* _Your task_: Lines below that hold the word "fine" must be copied in full.
Data for this task below:
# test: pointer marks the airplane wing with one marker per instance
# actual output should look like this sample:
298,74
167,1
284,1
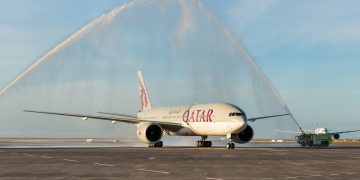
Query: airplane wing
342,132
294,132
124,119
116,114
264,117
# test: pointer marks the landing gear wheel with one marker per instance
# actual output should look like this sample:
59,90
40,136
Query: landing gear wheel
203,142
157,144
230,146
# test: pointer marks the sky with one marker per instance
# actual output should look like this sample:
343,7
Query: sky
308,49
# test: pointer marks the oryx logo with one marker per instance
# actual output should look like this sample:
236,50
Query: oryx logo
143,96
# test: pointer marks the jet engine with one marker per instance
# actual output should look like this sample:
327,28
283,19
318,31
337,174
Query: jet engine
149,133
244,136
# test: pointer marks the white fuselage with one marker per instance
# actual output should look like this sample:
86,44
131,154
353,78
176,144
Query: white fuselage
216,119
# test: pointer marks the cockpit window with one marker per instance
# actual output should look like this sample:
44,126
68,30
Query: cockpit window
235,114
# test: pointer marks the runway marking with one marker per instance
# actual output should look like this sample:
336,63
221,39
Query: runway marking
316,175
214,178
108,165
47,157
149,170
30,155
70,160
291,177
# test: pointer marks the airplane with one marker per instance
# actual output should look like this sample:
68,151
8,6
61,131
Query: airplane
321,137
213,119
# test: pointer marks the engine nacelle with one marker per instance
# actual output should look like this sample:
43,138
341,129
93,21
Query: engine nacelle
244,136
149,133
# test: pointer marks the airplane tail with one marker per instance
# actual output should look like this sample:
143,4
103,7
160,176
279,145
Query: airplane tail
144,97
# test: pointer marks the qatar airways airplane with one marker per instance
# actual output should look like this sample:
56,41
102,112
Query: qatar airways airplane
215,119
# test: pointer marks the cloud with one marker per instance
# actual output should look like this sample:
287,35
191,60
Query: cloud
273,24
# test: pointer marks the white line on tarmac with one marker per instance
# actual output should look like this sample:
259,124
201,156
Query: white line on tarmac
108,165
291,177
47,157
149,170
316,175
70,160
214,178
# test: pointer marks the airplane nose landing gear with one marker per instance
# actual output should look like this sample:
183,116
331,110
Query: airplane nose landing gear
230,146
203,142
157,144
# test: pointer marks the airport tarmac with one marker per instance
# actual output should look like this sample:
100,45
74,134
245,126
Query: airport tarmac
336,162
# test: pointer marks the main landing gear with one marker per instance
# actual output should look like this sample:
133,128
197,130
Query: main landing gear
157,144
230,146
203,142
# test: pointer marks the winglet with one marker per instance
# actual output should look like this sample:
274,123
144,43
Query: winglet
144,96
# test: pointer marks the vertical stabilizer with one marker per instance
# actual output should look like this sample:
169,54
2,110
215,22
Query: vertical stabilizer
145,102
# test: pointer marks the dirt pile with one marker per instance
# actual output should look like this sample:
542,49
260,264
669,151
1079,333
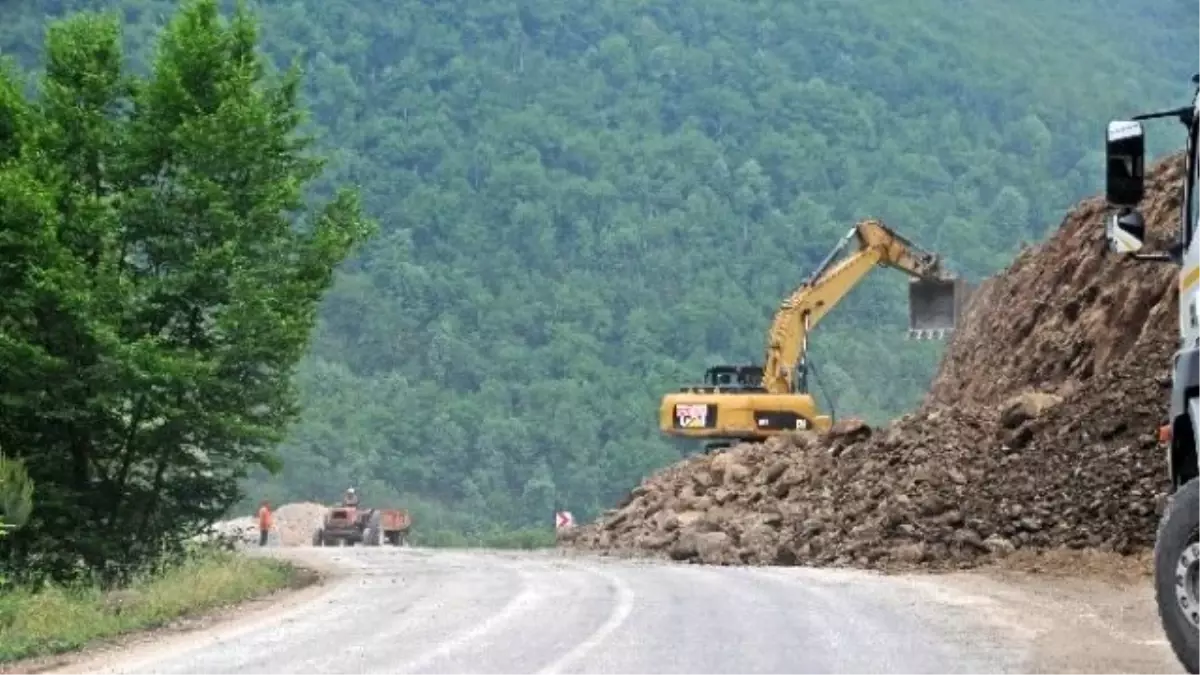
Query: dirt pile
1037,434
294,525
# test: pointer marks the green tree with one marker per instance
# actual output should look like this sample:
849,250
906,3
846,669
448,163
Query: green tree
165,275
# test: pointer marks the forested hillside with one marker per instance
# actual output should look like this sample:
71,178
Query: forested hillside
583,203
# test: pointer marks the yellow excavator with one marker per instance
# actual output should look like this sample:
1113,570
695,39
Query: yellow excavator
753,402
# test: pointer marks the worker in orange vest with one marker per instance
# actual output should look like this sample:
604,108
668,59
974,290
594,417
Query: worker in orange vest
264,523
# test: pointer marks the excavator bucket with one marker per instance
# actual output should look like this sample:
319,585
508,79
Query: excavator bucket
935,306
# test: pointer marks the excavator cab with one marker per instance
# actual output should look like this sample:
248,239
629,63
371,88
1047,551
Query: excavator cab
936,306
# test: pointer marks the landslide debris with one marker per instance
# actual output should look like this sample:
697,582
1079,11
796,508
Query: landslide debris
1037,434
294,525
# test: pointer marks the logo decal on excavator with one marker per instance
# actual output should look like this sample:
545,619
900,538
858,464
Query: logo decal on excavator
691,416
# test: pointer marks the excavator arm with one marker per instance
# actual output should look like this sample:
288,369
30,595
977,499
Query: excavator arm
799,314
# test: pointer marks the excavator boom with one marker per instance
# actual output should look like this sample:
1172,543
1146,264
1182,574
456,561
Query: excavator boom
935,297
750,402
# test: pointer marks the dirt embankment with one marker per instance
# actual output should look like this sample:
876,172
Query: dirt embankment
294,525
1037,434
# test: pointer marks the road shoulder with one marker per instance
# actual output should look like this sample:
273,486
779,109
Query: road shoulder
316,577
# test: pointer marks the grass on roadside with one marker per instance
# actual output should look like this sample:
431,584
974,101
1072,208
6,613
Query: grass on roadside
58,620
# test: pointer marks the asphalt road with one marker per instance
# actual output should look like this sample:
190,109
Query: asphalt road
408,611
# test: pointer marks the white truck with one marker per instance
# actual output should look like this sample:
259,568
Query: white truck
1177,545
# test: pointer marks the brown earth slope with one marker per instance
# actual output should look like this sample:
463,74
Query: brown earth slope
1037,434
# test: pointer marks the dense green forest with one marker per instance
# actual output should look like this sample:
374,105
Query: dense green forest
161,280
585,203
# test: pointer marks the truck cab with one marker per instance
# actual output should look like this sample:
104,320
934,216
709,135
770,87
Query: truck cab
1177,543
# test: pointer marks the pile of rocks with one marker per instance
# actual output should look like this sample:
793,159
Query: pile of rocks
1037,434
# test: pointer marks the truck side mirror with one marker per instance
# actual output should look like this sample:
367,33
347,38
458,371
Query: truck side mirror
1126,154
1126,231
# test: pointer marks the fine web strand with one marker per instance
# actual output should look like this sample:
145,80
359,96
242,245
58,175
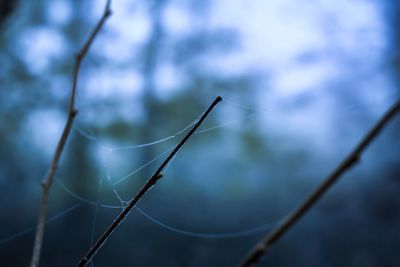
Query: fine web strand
End of Data for this task.
Data for this task below:
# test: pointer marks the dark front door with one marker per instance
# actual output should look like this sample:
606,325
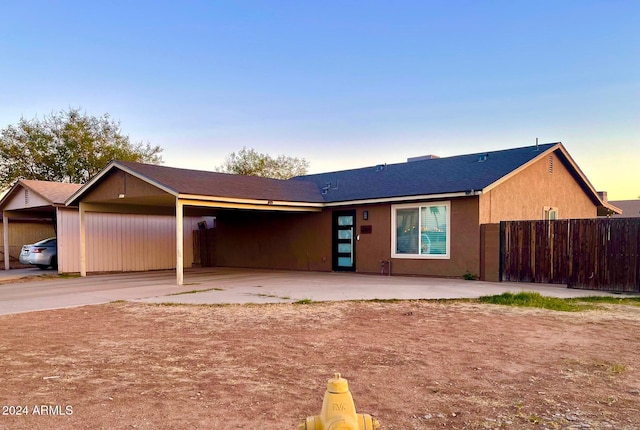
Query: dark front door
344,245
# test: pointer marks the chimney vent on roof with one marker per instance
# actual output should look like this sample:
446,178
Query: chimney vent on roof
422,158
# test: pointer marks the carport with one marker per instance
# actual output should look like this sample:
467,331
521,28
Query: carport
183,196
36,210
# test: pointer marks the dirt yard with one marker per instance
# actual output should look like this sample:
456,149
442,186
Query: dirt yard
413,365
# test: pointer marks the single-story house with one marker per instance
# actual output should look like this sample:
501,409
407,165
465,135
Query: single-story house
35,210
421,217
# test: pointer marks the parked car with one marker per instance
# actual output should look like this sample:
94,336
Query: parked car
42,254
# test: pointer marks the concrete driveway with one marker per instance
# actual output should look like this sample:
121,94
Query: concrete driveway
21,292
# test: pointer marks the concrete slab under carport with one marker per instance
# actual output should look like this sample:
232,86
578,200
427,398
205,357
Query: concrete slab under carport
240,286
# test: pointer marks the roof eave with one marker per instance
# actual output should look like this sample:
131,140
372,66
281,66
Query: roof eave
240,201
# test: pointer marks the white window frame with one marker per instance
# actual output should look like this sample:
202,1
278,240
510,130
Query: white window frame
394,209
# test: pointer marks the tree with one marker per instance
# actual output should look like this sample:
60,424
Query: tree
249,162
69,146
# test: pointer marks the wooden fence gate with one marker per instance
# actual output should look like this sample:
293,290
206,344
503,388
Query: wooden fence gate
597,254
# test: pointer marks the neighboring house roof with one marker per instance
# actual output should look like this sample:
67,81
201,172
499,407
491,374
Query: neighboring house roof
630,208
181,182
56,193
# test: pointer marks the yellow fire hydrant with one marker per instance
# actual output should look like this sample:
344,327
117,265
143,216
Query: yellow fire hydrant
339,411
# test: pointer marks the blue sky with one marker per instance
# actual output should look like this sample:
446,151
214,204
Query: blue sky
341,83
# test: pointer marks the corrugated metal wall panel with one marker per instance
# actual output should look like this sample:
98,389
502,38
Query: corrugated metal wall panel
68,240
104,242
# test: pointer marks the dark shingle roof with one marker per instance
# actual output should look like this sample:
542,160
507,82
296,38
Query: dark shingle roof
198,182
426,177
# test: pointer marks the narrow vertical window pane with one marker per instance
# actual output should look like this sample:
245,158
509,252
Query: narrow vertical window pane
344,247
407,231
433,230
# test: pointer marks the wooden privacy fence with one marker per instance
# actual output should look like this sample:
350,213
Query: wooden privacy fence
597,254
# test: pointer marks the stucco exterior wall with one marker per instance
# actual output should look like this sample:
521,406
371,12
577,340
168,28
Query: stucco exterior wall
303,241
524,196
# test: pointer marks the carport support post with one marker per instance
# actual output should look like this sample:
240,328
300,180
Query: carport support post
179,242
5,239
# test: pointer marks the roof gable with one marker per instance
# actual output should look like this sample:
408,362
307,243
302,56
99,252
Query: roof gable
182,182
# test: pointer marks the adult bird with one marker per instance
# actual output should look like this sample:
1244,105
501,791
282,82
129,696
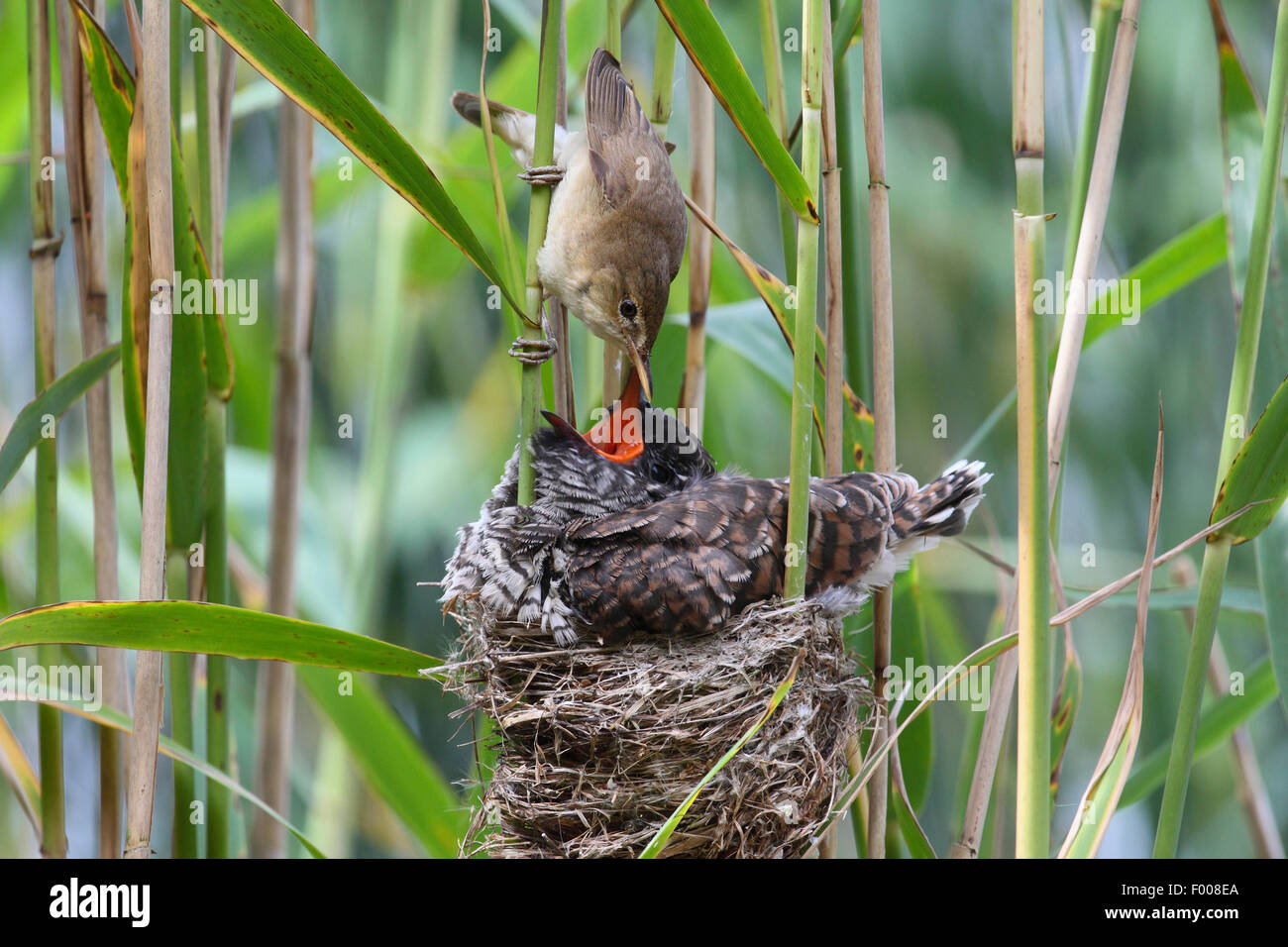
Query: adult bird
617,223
End of Data for this task.
Data for this task below:
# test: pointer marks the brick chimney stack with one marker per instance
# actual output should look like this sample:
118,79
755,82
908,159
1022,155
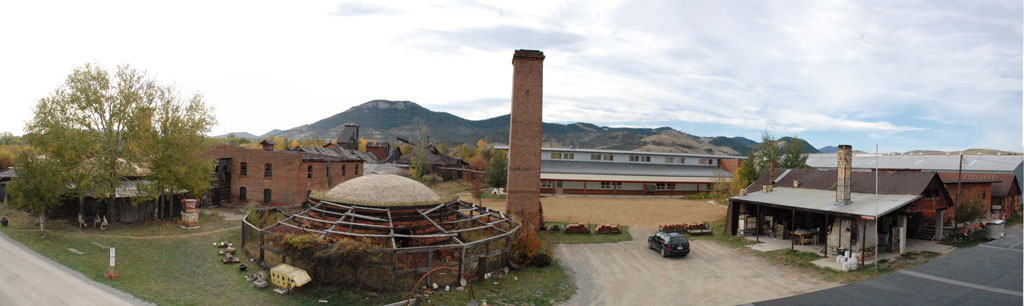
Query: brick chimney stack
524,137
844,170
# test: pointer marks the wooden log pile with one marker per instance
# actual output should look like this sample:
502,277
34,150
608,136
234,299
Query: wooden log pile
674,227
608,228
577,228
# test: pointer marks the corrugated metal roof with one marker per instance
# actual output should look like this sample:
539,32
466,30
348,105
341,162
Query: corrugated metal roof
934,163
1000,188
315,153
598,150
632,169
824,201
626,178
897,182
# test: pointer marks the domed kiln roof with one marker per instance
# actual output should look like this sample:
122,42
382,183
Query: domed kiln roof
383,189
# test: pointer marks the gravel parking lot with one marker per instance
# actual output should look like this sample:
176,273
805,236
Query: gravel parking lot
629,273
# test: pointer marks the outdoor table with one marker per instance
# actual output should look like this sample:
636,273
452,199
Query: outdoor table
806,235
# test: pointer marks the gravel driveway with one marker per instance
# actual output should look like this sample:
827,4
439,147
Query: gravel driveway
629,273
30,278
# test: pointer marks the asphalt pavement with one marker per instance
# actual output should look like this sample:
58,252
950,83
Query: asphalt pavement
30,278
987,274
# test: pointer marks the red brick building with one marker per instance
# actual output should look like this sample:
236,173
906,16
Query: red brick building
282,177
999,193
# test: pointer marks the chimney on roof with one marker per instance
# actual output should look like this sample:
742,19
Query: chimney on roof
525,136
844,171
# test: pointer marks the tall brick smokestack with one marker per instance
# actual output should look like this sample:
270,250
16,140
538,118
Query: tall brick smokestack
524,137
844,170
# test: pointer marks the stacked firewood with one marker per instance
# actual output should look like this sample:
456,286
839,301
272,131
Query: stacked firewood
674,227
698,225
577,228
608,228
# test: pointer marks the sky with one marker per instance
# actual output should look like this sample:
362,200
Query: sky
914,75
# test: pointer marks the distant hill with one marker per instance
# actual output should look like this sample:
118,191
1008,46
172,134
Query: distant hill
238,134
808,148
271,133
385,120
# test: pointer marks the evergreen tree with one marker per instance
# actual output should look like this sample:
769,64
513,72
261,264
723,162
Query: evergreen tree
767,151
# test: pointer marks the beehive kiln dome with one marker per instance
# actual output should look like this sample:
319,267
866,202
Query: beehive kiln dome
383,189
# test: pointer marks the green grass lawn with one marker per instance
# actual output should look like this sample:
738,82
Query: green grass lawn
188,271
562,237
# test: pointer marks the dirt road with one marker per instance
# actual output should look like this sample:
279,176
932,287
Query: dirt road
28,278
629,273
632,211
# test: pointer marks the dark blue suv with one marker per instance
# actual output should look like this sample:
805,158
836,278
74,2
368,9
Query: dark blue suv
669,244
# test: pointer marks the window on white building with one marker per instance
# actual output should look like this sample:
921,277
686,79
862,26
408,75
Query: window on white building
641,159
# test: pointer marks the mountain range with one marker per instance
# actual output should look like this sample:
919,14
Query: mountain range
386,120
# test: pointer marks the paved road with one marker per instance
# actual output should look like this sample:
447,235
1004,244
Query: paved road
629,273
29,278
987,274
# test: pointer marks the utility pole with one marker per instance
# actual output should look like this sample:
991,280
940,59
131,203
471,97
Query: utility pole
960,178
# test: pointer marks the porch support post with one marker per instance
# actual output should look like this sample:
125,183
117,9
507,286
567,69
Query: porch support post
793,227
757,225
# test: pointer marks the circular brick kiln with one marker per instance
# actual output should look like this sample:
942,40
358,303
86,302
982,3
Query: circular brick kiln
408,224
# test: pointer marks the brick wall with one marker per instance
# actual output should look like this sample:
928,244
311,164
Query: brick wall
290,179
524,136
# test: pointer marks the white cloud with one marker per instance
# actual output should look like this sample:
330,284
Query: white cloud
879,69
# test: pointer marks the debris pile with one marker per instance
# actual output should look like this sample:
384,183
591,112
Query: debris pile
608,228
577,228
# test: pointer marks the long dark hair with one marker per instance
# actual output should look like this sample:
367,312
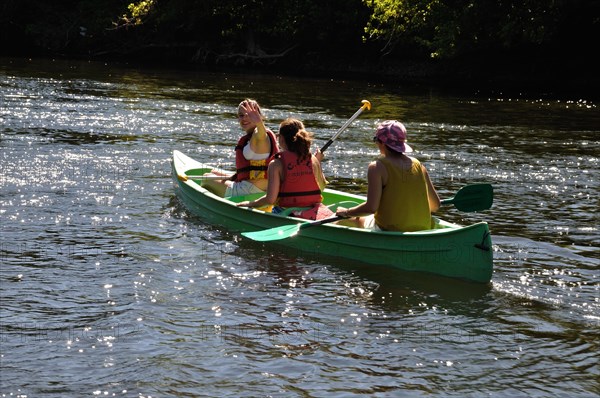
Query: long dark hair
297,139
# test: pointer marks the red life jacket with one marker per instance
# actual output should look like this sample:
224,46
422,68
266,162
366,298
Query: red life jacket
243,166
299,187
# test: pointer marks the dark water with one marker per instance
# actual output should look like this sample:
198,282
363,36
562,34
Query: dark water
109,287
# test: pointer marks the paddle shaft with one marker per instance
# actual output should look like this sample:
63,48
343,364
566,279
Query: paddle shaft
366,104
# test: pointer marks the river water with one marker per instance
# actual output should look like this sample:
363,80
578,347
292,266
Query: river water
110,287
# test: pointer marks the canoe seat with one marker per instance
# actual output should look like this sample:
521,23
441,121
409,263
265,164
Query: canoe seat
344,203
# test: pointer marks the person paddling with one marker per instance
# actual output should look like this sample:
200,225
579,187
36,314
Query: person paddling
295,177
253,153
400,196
End of Data for this task.
* _Solved problem_:
# test: pointer marks the fine web strand with one marker per instance
Query: fine web strand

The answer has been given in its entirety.